(Collection entries)
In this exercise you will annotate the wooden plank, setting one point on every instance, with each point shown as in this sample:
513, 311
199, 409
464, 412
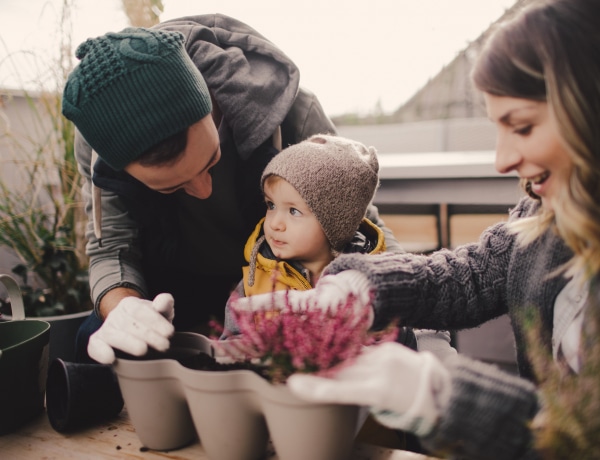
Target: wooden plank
117, 440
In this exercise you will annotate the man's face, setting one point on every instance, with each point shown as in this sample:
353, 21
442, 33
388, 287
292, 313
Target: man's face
191, 171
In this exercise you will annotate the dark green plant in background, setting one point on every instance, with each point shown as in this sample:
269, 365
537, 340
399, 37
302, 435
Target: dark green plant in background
41, 211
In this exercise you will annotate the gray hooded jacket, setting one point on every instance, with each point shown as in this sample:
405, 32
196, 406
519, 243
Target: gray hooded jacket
194, 248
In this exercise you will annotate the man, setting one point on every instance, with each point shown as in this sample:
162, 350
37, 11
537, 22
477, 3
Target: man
183, 118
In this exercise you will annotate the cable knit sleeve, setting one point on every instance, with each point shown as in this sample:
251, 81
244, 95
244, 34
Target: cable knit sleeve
488, 414
447, 290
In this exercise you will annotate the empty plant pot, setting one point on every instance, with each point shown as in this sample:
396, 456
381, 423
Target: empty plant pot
24, 347
79, 395
232, 412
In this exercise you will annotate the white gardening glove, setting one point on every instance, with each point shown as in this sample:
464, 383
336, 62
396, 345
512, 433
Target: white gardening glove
404, 389
133, 326
331, 292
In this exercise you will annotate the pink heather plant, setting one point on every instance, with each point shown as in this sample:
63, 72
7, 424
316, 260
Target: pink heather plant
312, 340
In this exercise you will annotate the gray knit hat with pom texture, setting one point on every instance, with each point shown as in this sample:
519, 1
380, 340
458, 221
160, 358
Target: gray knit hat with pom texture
337, 178
132, 90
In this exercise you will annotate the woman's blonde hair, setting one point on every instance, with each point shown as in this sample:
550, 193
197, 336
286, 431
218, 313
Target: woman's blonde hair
550, 53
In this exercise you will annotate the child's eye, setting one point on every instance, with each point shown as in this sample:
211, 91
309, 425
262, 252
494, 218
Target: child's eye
525, 131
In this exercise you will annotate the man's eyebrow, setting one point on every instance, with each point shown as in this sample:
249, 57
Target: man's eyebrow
175, 187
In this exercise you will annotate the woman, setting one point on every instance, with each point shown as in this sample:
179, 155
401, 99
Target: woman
539, 74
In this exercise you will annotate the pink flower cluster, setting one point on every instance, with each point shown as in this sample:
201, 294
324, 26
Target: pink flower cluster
286, 341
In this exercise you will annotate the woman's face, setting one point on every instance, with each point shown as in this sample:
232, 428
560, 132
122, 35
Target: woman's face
528, 142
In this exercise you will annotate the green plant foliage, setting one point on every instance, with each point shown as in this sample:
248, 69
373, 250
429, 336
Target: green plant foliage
41, 210
569, 426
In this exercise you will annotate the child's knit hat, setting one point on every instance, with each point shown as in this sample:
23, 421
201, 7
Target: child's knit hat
132, 90
336, 177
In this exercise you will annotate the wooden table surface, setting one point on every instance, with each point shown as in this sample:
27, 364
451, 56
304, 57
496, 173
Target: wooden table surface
116, 439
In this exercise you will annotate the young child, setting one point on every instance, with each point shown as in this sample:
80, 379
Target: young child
317, 193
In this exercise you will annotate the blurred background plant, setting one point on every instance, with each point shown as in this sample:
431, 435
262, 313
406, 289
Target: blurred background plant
42, 218
569, 426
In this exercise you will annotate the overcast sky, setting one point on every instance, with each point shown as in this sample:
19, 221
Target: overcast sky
351, 53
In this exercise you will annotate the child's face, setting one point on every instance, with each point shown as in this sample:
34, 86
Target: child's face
291, 229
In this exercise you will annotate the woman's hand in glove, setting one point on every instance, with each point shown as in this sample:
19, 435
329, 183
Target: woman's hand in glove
404, 389
133, 326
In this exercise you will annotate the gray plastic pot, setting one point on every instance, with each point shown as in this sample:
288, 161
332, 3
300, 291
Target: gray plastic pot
24, 348
234, 413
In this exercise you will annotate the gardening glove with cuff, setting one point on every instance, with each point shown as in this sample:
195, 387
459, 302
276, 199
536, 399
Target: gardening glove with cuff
134, 325
404, 389
331, 292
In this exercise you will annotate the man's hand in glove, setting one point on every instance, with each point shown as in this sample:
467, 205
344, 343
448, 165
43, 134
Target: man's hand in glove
133, 326
404, 389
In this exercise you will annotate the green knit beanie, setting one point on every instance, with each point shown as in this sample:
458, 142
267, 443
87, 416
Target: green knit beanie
336, 177
132, 90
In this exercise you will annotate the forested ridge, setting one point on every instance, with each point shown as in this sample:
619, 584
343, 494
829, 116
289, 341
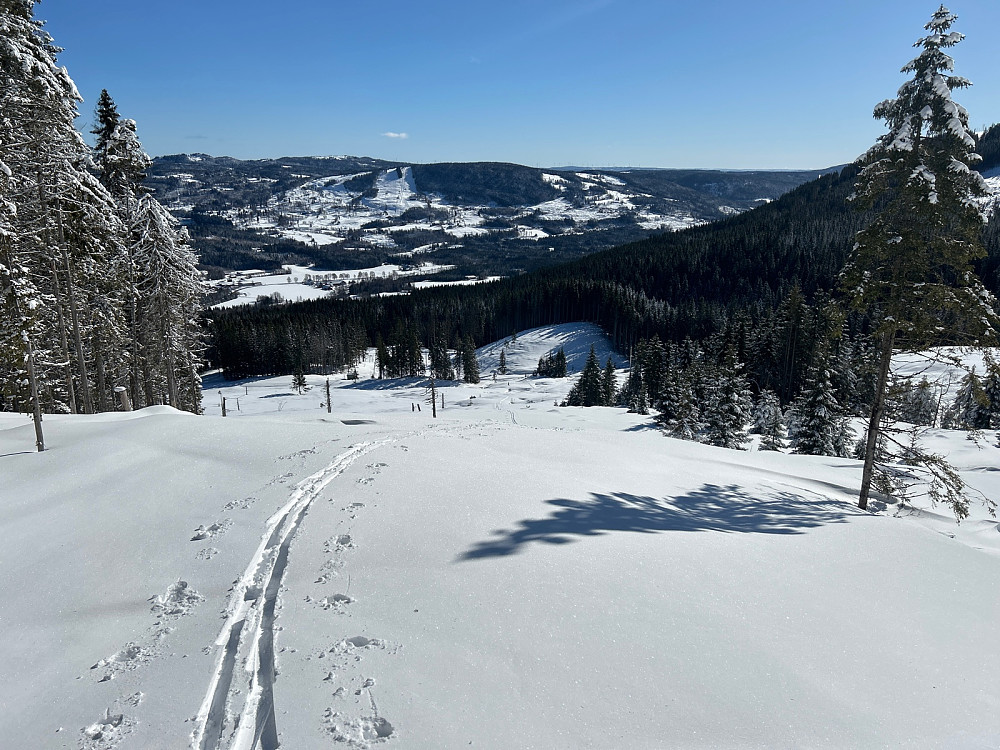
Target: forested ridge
737, 276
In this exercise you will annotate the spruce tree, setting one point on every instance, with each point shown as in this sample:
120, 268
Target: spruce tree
818, 426
106, 120
470, 366
768, 421
727, 408
587, 390
608, 385
911, 270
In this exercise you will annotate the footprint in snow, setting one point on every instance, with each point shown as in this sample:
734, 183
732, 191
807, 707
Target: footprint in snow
241, 504
106, 732
207, 532
177, 601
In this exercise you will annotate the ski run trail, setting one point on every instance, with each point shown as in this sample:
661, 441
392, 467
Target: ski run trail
246, 666
512, 574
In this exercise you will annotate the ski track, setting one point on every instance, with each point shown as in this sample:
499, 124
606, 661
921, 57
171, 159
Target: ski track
247, 638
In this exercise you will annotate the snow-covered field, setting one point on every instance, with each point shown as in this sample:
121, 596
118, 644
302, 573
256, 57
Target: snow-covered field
507, 575
327, 211
299, 283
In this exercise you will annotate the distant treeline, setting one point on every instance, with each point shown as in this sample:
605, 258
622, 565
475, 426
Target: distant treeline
760, 280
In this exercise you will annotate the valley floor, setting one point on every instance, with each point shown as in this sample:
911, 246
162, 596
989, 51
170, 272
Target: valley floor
508, 575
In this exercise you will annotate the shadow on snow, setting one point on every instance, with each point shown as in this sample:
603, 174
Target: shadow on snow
728, 509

• Work to complete
Pictures aside, reproduce every record exactly as it stands.

• Your response
In this exercise you will annotate the wooden plank, setting one point on every instance, with each point shown as in this sample:
513, 311
199, 409
464, 412
Target: wooden plank
117, 440
In this exercise you will annotate the man's face, setting one point on every instance, with each point shown as in this sample:
353, 21
442, 33
388, 287
292, 313
Target: man's face
191, 171
In this exercise you will annotate the dark green plant in background, setting one point on every instance, with each point shown as in this sample:
269, 365
537, 340
399, 37
302, 435
Target: dark green plant in background
41, 211
In this exercise you will annotate the gray hooded jacket, setting one point on every instance, with each point shown as in this sample:
405, 32
196, 406
519, 243
Target: gray hooded jacket
194, 248
In this exercise you will annotate the man, setting one point on every instance, with each point shown as in this sample:
162, 350
37, 11
537, 22
477, 3
Target: man
183, 118
In this exercise you will annotate the cable knit sleeve, setting one point on every instance, with each point shown as in this sample:
251, 81
244, 95
244, 34
Target: cable knit sleeve
488, 414
447, 290
In this exercise you will annotate the empty plant pot, setting one point on every instance, with each point shown as in this sample:
396, 456
381, 423
Target: empty plant pot
24, 347
79, 395
232, 412
In this exercise you will annotate the white gardening glove, setting one point on every instance, with each point shown as in this sample:
464, 383
336, 62
396, 345
512, 433
Target: white gardening glove
404, 389
133, 326
331, 292
In this exercise you will annotate the pink heather plant, setting one point on every instance, with each point shown as in this sample:
63, 72
7, 424
316, 260
Target: pink heather plant
312, 340
In this exercise you will annotate the gray knit hat with pom texture, setting one point on every instance, with each point shown as in this sample:
519, 1
380, 340
458, 221
160, 358
Target: gray knit hat with pom texture
337, 178
132, 90
In this exercise you will annotate the woman's blonde hair, setting one point on every instance, with each point shown as in this sample:
550, 193
197, 336
286, 431
218, 313
Target: woman's blonde hair
550, 53
In this exercise you will annotate the child's eye, setting one point on every instance, with each point shown as in this sample:
211, 91
309, 425
262, 252
494, 218
Target: child's eye
525, 131
In this exercise you will annotate the man's eyebrow, setting one point on every instance, with each point shown as in this sample:
249, 57
Target: man's eyebrow
175, 187
In this exercise you will annotate the woman, setting one point on every instance, with each point shown as in this sample:
179, 155
401, 99
Target: woman
539, 74
In this exercise you will annotate the pink flower cluster, setting one point on every instance, with each point shown as in this sample:
201, 294
324, 26
Target: pink flower cluster
286, 341
In this exercise you will annotate the woman's face, setting one point on every instance, with each point shown as in this sample:
232, 428
560, 132
122, 35
Target: woman's face
528, 142
In this exercise you will annotate the green plant foliage, setting one point on every instance, with each point shown as in this sample:
248, 69
373, 250
429, 336
Target: green plant foliage
41, 210
569, 426
In this exercise you will annotate the child's knit hat, setting one point on every instance, with each point shown as in this sample:
23, 421
201, 7
Target: child's knit hat
132, 90
336, 177
In this exercise you will annotate the wooden table surface, setting one point on every instance, with each point shown as in this sample:
27, 364
451, 56
304, 57
496, 173
Target: wooden table surface
116, 439
In this exercise you will annotate the young child, setting one point on every instance, with each point shown as in this sample:
80, 379
Target: young child
317, 193
In this exercise you will annotate the blurred background plant, setting one point on every instance, with each point shown as in this sample:
431, 435
262, 313
406, 289
Target: blurred background plant
42, 218
569, 426
In this exercise you will annotate the overcast sky, setting one point on every instance, with each point shown as in this sample:
19, 221
Target: overcast sky
351, 53
In this exercise you will annotate the child's face, setting one point on every instance, with each point shown as in this sample:
34, 86
Target: child's face
291, 229
In this exercise you will annotate the woman's hand in glove, setting one point on every instance, with each point shown as in this sample:
19, 435
329, 183
Target: woman's hand in glove
404, 389
133, 326
In this exercise you will annotate the gray plastic pot, setting one point on every instance, with each point shown as in this sample:
288, 161
332, 3
300, 291
Target: gray plastic pot
24, 348
234, 413
In this exercise you will annotate the gardening glove with cuff, setting one point on every instance, with each point shown as in this sample:
195, 387
459, 302
276, 199
536, 399
Target: gardening glove with cuff
134, 325
404, 389
331, 292
In this exercise you will annotate the man's hand in glove, setting one point on every instance, with each point shown as in this sample:
467, 205
344, 343
448, 165
43, 134
Target: man's hand in glove
133, 326
404, 389
In this exercise you will annotate the green knit beanie, setting one point on every instance, with each point shown as in this sample:
458, 142
267, 443
87, 416
Target: green knit beanie
336, 177
132, 90
In this exercise you will annotate the forested ridge, setting one point on every instance, with each point shown as in this sample:
619, 584
343, 494
829, 116
289, 341
Target: forested ridge
737, 276
In this exercise you will annotate the spruce tree, setting one point on every instance, with each point shown as in this sample:
120, 268
Target: spruce tree
818, 426
106, 120
470, 366
768, 421
727, 408
587, 390
608, 385
911, 270
In this exercise you will annotate the footprint in snow, setting one point on every instance, with each point shown as in this sample:
734, 183
732, 191
807, 707
Target: footprint in snow
241, 504
106, 732
207, 532
177, 601
In this exercise you will annotate the ski run trail, setting one point on every instance, with each point shown as in this sample:
661, 441
392, 467
Target: ski run trail
246, 666
512, 574
In this exercise you will annotate the ski track, setting one point on every instance, with each point shown as in this sample:
499, 124
606, 661
921, 57
171, 159
Target: ski track
247, 638
In this exercise you will annotate the snow-covered field, setting one point on every instance, with each point shown as in this sample:
121, 596
118, 644
302, 573
256, 57
Target: snow-covered field
507, 575
327, 211
299, 283
In this exercise you will annotate the distant treeline, setting one point on every instance, with each point shown as in this sample:
605, 258
622, 565
475, 426
Target: distant treeline
760, 280
In this exercise you will annotate the valley floor, setting one point on every instance, with each point shown as in this sample:
911, 246
162, 596
989, 51
170, 272
Target: valley floor
508, 575
In this exercise you will annotate the shadow on snow, setting one point on every instance, with each point shown as in this sample:
603, 174
Target: shadow on snow
728, 509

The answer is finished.